SELECTED TEXT:
= = = = =
Every year, around 27 million women get pregnant in India! Each pregnant woman needs to be tested for the haemoglobin levels, hepatitis C infection, VDRL/RPR test for syphilis and HIV infection.
All these tests are important because any abnormality in any of these tests can affect the newborn child and its normal growth and development.
If these abnormalities are detected early enough, then the mother or child can be treated in time and the life-threatening consequences can be prevented.
The HIV test in the mother is a very important test because if the mother is HIV positive and pregnant, she can pass on the HIV infection to her newborn during the pregnancy itself, during labour and delivery, or during breastfeeding.
If a baby gets infected with HIV, then the baby remains HIV infected for life and may present to the doctor with failure to thrive, stunting of growth, recurrent illnesses, etc.
The baby's life then becomes one of recurrent visits to the hospital, recurrent admissions, constant medication, and this may sometimes even result in death.
However, if the mother is tested early in pregnancy for HIV infection and found to be HIV positive, then she can be started on antiviral medication and this needs to be continued throughout her pregnancy, labour and breastfeeding period, and also throughout her life.
Such medication for the mother during the pregnancy will help to prevent the baby from acquiring the infection and the baby will then be HIV negative and can look forward to a normal healthy life.
= = = = =
PROVIDED MATERIAL:

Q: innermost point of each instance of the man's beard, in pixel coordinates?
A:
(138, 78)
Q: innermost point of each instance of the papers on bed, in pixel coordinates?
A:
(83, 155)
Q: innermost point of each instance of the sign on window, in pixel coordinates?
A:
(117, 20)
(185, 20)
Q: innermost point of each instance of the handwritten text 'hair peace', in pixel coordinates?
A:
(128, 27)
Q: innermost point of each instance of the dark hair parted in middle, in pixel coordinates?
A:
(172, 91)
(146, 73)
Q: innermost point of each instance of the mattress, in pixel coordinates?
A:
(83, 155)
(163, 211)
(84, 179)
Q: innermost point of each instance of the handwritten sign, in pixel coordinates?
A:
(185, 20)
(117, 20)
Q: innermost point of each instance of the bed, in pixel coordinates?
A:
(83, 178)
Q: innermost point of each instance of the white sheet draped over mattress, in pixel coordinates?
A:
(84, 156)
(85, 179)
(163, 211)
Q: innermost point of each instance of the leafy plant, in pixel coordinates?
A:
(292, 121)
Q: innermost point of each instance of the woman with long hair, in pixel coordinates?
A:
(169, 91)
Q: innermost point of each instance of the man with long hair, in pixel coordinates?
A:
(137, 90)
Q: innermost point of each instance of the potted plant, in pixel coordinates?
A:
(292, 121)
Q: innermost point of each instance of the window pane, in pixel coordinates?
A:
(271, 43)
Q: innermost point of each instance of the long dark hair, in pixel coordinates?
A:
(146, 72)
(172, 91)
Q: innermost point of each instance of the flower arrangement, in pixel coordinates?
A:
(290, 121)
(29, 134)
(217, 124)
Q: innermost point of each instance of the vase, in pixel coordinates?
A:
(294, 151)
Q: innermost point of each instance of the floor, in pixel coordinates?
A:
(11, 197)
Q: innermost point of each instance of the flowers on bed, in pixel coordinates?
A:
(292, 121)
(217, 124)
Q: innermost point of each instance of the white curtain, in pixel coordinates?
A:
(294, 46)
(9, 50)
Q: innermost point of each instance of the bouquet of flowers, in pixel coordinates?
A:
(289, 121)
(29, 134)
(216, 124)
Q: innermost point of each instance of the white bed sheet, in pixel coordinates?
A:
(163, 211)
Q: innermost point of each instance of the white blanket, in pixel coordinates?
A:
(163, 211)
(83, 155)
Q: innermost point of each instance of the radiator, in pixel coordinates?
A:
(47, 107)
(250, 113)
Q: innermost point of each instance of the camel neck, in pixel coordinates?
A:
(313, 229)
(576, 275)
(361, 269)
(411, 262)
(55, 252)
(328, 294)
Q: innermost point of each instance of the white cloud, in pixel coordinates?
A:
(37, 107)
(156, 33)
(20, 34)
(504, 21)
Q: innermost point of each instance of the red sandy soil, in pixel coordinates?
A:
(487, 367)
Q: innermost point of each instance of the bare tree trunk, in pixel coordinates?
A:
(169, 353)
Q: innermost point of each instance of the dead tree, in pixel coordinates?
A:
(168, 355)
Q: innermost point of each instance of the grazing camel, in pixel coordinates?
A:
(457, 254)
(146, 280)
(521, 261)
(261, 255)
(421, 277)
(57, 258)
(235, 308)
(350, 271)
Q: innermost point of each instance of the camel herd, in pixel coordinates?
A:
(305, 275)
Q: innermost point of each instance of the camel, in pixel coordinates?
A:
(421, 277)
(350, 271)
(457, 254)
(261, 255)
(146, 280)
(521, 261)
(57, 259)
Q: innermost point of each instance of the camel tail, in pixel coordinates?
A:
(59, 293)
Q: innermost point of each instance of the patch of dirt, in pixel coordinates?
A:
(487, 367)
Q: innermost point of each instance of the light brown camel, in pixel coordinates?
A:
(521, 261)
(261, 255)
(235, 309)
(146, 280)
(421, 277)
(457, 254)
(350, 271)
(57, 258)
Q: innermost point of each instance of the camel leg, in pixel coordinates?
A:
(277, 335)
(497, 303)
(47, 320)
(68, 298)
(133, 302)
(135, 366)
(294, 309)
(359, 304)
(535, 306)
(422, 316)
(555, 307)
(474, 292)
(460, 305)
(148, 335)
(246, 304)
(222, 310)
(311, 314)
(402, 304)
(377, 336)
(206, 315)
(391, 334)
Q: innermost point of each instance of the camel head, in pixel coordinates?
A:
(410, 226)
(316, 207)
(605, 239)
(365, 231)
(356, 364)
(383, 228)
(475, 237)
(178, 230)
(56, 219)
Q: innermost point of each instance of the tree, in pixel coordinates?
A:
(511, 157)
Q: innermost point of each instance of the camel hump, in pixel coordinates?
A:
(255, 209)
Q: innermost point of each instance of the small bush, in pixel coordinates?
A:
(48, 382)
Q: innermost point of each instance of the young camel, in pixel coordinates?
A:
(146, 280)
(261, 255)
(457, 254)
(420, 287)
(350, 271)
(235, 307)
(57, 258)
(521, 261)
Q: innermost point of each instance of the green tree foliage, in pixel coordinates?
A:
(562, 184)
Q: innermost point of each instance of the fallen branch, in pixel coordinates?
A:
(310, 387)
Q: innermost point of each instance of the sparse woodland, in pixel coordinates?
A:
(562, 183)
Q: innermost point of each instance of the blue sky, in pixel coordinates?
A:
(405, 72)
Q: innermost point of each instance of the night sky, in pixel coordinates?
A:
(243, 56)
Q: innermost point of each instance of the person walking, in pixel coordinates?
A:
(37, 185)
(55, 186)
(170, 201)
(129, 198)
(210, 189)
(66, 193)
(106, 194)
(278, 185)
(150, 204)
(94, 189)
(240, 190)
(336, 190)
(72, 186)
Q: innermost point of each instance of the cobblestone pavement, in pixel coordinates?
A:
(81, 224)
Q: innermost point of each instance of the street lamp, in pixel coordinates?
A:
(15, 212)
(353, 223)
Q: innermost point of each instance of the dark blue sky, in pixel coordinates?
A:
= = = = =
TO DO:
1) According to the passage on testing pregnant women in India, how many women get pregnant in India each year?
2) Extend the passage on testing pregnant women for HIV, starting after its final sentence.
The records come from a separate source.

ACTIVITY ANSWERS:
1) Around 27 million.

2)
Since we want the mother to be there for the baby for as long as possible, we advise the mother to continue with the antiviral medication even after the pregnancy also and life-long, so that she can be healthy and look after her baby well.
The HIV test needs to be done for the mother with her consent and along with the other tests explained above.
If the HIV test is positive, then the full implications of this test needs to be explained to the mother by the doctor and counsellor, and the husband and other children in that family also need to be tested subsequently.
In our own cohort at the ASHA Foundation, the risk of transmission of HIV infection from mother to a child has been brought down from 30% to less than 2%.
Antiviral medication for HIV infection has made a world of difference in the lives of people living with HIV (PLHIV).
Not only does it prevent the risk of transmission from the mother to child or mother/father to spouse, it has also resulted in transforming HIV infection from a fatal life-threatening illness to a chronic, manageable illness; and PLHIV can look forward to years of good health and make a positive contribution to the society.